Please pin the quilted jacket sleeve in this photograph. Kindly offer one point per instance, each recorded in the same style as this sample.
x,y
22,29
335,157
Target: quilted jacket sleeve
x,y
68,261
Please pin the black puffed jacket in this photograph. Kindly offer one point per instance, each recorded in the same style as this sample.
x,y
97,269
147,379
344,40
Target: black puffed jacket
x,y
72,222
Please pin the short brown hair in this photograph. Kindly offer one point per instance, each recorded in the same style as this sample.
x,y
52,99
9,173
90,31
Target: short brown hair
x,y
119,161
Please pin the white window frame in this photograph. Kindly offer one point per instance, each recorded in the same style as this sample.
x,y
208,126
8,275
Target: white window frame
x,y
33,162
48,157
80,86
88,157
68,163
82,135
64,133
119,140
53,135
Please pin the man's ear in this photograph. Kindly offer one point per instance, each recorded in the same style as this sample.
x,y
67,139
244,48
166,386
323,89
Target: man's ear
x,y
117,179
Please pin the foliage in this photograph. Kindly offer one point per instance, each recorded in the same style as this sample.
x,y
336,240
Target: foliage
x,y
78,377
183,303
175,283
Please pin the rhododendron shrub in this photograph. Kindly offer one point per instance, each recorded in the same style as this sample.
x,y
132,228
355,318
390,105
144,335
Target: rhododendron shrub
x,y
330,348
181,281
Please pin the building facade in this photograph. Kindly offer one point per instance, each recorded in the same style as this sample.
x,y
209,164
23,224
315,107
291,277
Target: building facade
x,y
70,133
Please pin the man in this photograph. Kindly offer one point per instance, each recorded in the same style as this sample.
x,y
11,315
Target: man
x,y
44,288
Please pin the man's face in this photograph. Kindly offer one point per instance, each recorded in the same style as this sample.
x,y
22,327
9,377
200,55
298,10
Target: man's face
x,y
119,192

**DIRECTIONS:** Copy out all of the records above verbatim, line for line.

**WORKED SOLUTION:**
Please pin the quilted jacket sleeve in this photograph. Kindly offer one point per instance, each recorded in the same style as this sample.
x,y
22,29
335,157
Target: quilted jacket sleeve
x,y
68,261
Please pin the black puffed jacket in this photograph. Kindly offer one point per instance, each recorded in the same style as this sample.
x,y
97,269
147,379
344,40
Target: black puffed jacket
x,y
72,222
Please pin the short brown hair in this photograph. Kindly offer one point per instance, each recorded in the same style as this sample.
x,y
52,99
9,173
90,31
Target: short brown hair
x,y
119,161
Please pin the white window frame in this photograph. Kindly offer one point per instance, each recorded in the same style as this sample.
x,y
208,126
8,275
Target: white window frame
x,y
33,162
48,157
80,86
88,157
68,163
82,135
64,133
119,140
53,135
Please pin the man's ear in this photograph. Kindly offer one point per instance, each recorded in the same style as this sample.
x,y
67,139
244,48
166,386
323,89
Target: man's ear
x,y
117,179
Please pin the foliage in this photograph. Kindly offer one point per instance, each recorded in the same style as this sample.
x,y
336,240
Target: foliage
x,y
78,377
183,303
175,283
Please pin the rhododendron shrub in this photograph. Kindly offer one point per instance, each recorded in the same style as this sample.
x,y
132,228
355,318
390,105
144,335
Target: rhododendron shrub
x,y
330,348
181,281
Please pin the building facade in this photograph. Kindly offer one point per instance, each recorded in the same style as this sample.
x,y
209,164
23,224
315,107
291,277
Target: building facade
x,y
70,133
Please pin the man in this photograph. Kindly offer one point per instance, each recorded in the same style as this sample.
x,y
11,315
Target: man
x,y
44,288
Please pin the man's face in this photograph. Kindly offer one point per instance, each recorded in the same style as this sample.
x,y
22,327
9,377
200,55
298,10
Target: man's face
x,y
119,192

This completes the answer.